TASK INSTRUCTIONS =>
Transcribe the listing below word for word but skip its images.

RECORDS FOR THIS TASK =>

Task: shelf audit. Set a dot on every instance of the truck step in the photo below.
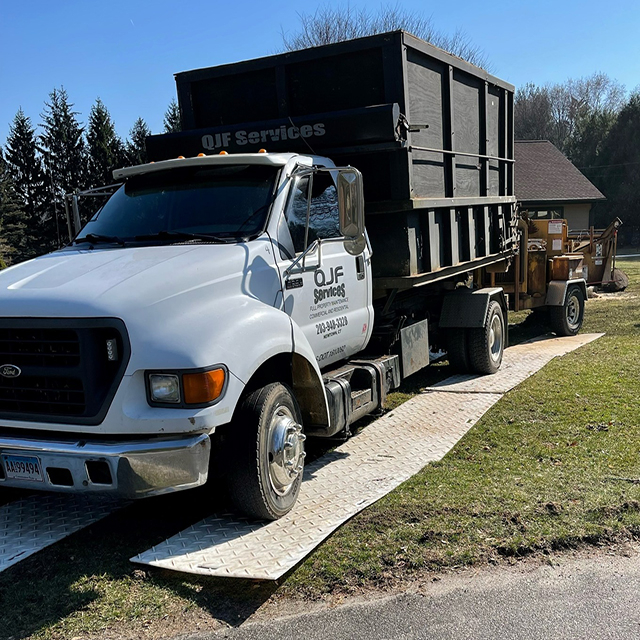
(361, 398)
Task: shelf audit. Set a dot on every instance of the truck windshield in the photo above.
(223, 202)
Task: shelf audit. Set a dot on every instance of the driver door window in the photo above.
(324, 219)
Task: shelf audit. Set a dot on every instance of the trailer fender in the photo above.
(557, 291)
(467, 309)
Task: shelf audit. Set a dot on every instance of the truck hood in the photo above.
(115, 281)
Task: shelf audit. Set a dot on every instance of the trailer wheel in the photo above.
(486, 345)
(265, 453)
(567, 319)
(457, 350)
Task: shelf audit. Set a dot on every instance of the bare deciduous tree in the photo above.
(337, 24)
(562, 112)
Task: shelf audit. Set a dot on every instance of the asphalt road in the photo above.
(585, 598)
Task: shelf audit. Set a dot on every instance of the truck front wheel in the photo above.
(266, 453)
(567, 319)
(486, 345)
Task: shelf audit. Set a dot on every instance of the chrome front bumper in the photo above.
(133, 469)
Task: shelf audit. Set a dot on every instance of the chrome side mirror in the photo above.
(351, 205)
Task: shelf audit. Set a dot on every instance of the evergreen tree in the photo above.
(64, 152)
(136, 147)
(25, 167)
(12, 219)
(172, 122)
(104, 147)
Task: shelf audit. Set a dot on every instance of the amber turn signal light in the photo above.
(202, 388)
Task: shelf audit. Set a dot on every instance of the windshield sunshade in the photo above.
(220, 202)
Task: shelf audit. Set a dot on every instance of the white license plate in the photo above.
(22, 468)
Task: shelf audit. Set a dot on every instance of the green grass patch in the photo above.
(553, 465)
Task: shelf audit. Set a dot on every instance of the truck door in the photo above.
(329, 296)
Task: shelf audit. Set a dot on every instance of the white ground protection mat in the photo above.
(39, 520)
(361, 471)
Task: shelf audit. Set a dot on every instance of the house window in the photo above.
(546, 213)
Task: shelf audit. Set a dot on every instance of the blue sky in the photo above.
(127, 52)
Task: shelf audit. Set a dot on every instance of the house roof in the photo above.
(544, 174)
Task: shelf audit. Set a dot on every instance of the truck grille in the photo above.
(40, 347)
(60, 369)
(41, 394)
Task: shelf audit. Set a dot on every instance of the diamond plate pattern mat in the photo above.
(361, 471)
(518, 363)
(37, 521)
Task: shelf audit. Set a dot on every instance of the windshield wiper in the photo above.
(183, 235)
(95, 238)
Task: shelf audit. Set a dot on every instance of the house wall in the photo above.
(577, 216)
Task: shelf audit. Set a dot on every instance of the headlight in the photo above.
(164, 387)
(188, 388)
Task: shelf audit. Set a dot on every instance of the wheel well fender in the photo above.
(467, 309)
(295, 370)
(557, 291)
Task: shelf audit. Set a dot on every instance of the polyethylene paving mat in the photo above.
(37, 521)
(361, 471)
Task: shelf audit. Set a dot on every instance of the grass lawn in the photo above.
(553, 465)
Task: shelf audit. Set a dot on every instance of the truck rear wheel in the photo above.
(486, 345)
(567, 319)
(266, 453)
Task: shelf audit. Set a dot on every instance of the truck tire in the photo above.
(486, 345)
(265, 453)
(457, 350)
(567, 319)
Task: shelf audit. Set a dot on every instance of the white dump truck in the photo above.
(229, 299)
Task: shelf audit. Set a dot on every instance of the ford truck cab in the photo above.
(205, 296)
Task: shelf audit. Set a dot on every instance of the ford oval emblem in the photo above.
(10, 371)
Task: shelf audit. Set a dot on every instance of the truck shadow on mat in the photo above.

EXERCISE RESULT =>
Task: shelf audit. Set a dot on every instance of the truck step in the photo below.
(361, 398)
Task: shelf audit. Set a dot on every instance of the truck windshield in the photo above.
(223, 202)
Task: shelf audit. Set a dot on every instance of the driver door window in the photo above.
(324, 219)
Task: shelf audit. Set a dot on every instance of the trailer fender in the photo above.
(557, 291)
(467, 309)
Task: shelf audit. Set a dot on every instance of the truck hood in the photo above.
(115, 281)
Task: shelf audit. Set a dot on every instance of the trailer wheel in the photo above.
(486, 345)
(265, 453)
(567, 319)
(457, 350)
Task: shelf audit. Set a dot on every instance of the bare deciduous tree in the photo above.
(337, 24)
(562, 112)
Task: shelf audit. Set a dot on every instance of the asphalt road in the photo above.
(585, 598)
Task: shelf audit. Set a dot on every instance of the truck front wheel in the photo above.
(266, 453)
(567, 319)
(486, 345)
Task: shelf audit. Set a dot on every instance of the chrome front bumper in the photo above.
(133, 469)
Task: shelf audit. Set a dot on every instance of the chrome side mirror in the photo above.
(351, 205)
Task: shelf audit. Set a dot on every instance of the evergreen tree in the photo above.
(64, 152)
(136, 147)
(25, 167)
(12, 219)
(172, 122)
(104, 147)
Task: shelf audit. Set a dot on every instance of the amber turn signal light in the photo above.
(202, 388)
Task: shelf audit. Set a dot on every instance of the windshield sunshade in the photo above.
(220, 202)
Task: shelf audit. Set a dot on every instance of the white license plate in the photo above.
(22, 468)
Task: shelf audit. Set a dot on every instance of the green grass patch in the photo above.
(553, 465)
Task: shelf audit. Set a dot on every instance of the truck door in the photo above.
(329, 296)
Task: shelf audit. Set a dot on every instance of the white ground protection mat in the photo above.
(39, 520)
(361, 471)
Task: shelf audit. Set a dot on every instance of the house window in the photo above.
(546, 213)
Task: shelf audit. Set a dot on every instance of the blue sky in the photo above.
(127, 52)
Task: shelf audit. Set a dot on every instance of the house roof in the photo above.
(544, 174)
Task: shelf audit. Set a dot on every instance of the truck grille in the photo above.
(40, 347)
(60, 369)
(41, 394)
Task: shelf audit. Set a dot on every instance of the diamond plate pattern mat in the photo above.
(361, 471)
(518, 363)
(37, 521)
Task: shelf audit. Set a dot on every instance of the windshield wiper in the photo above.
(183, 235)
(95, 238)
Task: shelf audit. Set a dot on every instance of the house wall in the photo above.
(577, 216)
Task: shelf audit. Set a dot on every instance of the headlight in the photo above.
(164, 387)
(188, 388)
Task: shelf audit. Set a dot on every instance of the wheel well fender in the photo above.
(467, 309)
(295, 370)
(557, 291)
Task: shelf audit. Set a dot on every instance of the polyethylene paving mat in the photo above.
(37, 521)
(361, 471)
Task: shelf audit. Set a dot on every instance of the grass lawn in the photo above.
(553, 465)
Task: shelf audit. Set a dot on every instance of the truck rear wheel in the photo above.
(486, 345)
(567, 319)
(266, 453)
Task: shelf audit. Set a dot on every instance of the truck tire in the photo above.
(486, 345)
(265, 453)
(457, 350)
(567, 319)
Task: shelf audit. Set a dot on every instance of the white dump truck in the photo above.
(229, 299)
Task: shelf audit. Set a dot on every instance of the ford truck cab in the photo above.
(205, 296)
Task: shelf audit. Set a dot on every instance of the ford oval emblem in the photo above.
(10, 371)
Task: shelf audit. Set a dot on every instance of the truck shadow on mat in the photo above.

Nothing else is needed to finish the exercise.